Given records START

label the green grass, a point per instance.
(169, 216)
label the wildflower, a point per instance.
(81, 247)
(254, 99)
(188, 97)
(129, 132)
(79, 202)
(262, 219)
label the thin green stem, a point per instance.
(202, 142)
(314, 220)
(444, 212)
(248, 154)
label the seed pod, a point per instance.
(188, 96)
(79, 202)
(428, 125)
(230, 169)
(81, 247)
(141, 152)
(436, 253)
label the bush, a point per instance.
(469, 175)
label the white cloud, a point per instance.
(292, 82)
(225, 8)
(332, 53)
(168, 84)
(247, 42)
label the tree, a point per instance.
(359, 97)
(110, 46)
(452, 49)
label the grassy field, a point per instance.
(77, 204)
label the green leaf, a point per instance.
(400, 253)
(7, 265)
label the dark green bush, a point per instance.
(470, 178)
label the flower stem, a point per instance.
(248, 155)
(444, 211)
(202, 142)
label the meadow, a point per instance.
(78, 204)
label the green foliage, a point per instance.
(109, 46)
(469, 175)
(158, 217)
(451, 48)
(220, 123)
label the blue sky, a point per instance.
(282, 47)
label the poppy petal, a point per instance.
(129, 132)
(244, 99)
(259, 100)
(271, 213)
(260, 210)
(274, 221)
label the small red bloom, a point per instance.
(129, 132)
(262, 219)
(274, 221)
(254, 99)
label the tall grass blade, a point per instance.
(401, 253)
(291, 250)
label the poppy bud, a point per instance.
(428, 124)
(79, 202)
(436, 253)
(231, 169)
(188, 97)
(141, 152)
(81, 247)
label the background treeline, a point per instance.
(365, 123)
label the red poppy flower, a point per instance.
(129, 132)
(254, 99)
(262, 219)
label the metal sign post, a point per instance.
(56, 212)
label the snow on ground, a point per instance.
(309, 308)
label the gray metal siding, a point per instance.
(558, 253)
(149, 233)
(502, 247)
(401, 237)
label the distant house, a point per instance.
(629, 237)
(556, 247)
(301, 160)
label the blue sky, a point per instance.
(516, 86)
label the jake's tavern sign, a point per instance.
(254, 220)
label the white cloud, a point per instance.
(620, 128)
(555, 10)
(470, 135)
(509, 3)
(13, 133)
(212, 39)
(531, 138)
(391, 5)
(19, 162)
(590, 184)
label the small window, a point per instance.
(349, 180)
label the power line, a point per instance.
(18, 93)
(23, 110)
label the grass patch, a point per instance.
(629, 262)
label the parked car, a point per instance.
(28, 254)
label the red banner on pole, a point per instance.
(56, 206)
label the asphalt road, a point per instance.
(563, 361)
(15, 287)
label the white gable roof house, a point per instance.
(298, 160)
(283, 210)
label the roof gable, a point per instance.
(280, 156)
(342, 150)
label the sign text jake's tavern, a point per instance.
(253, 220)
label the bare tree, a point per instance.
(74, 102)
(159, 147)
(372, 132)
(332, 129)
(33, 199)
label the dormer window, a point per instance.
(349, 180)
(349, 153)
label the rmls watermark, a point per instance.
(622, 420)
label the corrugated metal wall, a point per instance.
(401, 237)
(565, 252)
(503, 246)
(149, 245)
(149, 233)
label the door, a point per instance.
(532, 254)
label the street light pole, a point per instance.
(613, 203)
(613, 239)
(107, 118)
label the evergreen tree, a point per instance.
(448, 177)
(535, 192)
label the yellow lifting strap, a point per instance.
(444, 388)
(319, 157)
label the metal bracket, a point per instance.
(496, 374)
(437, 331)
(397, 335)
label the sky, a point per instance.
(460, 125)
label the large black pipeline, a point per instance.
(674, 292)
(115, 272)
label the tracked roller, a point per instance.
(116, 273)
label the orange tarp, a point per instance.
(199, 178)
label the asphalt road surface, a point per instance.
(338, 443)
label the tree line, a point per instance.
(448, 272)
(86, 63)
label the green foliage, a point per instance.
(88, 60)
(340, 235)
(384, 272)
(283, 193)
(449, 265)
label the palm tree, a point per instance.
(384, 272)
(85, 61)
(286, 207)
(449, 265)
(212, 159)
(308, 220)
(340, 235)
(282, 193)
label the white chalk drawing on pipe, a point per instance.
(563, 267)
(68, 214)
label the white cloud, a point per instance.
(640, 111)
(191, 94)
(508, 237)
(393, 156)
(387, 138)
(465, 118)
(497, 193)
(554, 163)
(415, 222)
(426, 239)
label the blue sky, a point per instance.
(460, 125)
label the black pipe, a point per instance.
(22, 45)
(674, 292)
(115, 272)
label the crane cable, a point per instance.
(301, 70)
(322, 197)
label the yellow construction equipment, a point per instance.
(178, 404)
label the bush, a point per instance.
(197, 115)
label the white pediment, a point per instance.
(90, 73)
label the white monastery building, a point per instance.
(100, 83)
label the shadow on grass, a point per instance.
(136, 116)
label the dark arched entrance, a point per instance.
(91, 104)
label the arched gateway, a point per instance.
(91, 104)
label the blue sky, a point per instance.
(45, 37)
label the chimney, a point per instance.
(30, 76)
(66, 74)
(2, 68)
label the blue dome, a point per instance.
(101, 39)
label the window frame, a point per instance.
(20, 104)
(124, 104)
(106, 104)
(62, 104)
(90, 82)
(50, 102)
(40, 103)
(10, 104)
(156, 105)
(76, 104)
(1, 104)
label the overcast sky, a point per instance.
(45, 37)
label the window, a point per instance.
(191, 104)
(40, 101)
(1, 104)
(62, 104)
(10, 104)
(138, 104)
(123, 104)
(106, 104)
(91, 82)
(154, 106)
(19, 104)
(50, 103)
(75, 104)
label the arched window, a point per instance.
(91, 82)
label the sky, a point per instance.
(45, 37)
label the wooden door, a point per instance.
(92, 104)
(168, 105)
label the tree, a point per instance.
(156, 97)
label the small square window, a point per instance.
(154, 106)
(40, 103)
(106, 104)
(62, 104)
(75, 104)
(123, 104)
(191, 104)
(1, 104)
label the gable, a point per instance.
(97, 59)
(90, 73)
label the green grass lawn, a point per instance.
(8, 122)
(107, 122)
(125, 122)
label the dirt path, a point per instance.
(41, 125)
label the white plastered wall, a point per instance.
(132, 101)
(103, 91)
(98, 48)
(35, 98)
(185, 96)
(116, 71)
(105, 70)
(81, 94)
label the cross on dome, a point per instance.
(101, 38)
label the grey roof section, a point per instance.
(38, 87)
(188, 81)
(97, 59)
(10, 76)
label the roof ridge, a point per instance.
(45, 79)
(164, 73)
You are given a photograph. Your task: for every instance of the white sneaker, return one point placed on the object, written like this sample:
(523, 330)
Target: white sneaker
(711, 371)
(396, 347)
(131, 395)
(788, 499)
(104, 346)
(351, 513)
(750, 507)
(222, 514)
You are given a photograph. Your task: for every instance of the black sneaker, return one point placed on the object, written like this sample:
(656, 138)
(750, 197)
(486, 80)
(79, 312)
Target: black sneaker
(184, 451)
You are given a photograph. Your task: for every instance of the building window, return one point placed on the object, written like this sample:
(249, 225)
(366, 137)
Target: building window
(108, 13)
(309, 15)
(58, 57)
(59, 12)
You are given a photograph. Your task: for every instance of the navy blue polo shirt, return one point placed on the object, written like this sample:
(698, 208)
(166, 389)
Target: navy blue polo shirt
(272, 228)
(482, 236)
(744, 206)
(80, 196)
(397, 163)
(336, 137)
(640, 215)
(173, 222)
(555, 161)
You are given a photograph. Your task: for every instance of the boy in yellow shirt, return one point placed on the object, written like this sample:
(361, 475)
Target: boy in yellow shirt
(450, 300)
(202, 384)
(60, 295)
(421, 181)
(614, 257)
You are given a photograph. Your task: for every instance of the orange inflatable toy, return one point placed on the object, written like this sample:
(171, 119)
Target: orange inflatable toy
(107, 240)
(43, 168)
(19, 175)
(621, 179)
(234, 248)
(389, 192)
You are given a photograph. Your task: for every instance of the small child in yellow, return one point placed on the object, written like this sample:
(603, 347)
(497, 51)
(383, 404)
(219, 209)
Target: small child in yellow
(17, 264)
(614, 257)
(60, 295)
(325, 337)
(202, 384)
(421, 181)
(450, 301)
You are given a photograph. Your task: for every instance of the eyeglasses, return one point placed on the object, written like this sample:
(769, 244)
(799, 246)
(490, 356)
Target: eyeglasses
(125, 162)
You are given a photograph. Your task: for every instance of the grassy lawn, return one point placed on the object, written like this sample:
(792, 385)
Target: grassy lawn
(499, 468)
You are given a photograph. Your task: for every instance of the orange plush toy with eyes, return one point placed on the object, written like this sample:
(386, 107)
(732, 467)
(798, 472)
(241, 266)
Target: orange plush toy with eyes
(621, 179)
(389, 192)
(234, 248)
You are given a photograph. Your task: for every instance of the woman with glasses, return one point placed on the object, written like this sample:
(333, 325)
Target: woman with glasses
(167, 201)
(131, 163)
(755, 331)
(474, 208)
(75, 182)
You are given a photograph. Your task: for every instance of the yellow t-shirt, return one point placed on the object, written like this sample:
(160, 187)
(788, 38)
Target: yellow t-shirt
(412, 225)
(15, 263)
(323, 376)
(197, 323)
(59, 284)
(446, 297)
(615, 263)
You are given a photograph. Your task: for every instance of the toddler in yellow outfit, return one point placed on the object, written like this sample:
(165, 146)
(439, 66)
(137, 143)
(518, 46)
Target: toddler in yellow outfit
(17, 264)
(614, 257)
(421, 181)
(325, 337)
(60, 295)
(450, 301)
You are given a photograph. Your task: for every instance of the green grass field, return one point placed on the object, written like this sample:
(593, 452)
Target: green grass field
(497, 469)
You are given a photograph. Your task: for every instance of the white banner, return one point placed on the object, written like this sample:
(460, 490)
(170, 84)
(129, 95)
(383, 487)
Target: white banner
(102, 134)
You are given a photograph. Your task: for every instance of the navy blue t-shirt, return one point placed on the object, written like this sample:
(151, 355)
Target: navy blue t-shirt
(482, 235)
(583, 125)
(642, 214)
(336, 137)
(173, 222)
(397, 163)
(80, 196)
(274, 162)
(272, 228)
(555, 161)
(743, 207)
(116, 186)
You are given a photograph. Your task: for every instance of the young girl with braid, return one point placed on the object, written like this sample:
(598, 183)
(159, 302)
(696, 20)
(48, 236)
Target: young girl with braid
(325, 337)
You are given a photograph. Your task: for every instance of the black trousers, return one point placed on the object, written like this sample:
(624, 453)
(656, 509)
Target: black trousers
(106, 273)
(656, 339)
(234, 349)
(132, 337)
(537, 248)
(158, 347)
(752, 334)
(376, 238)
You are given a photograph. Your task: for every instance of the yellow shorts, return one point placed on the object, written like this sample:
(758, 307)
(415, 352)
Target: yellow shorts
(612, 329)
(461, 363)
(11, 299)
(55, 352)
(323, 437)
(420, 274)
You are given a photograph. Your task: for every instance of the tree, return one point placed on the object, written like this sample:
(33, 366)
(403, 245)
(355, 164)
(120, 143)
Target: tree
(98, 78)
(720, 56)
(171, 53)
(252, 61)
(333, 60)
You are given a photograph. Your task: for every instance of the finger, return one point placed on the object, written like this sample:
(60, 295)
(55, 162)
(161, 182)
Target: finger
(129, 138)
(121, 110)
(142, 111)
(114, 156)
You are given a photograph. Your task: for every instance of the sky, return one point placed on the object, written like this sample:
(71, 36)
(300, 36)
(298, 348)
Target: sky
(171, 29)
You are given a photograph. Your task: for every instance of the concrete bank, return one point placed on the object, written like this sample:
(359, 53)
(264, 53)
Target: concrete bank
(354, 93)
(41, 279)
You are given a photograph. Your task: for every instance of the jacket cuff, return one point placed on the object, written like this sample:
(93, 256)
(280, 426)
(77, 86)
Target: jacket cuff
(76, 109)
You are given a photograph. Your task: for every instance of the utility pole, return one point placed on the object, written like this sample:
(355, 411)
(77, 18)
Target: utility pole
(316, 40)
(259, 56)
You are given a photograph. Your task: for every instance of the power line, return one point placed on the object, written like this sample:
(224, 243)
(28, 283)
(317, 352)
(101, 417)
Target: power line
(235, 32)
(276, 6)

Given records END

**Problem details**
Each line from the one holding "of the jacket" down to the end of the records above is to be repeated exactly; no other line belongs in the reply.

**Output for this exercise**
You are given a photograph. Your task: for every instance of the jacket cuff, return one point placed on the object, written like this sample:
(93, 256)
(280, 426)
(77, 86)
Target: jacket cuff
(76, 109)
You are given a photograph. Your task: for every instance of the utility pole, return one point placed on the object, written like this sample:
(355, 411)
(77, 18)
Target: utility pole
(316, 40)
(259, 56)
You are given a photograph. Your task: for every instance of the power line, return one point placed on the object, written like this sample:
(224, 243)
(28, 283)
(317, 352)
(101, 417)
Target: power line
(235, 32)
(276, 6)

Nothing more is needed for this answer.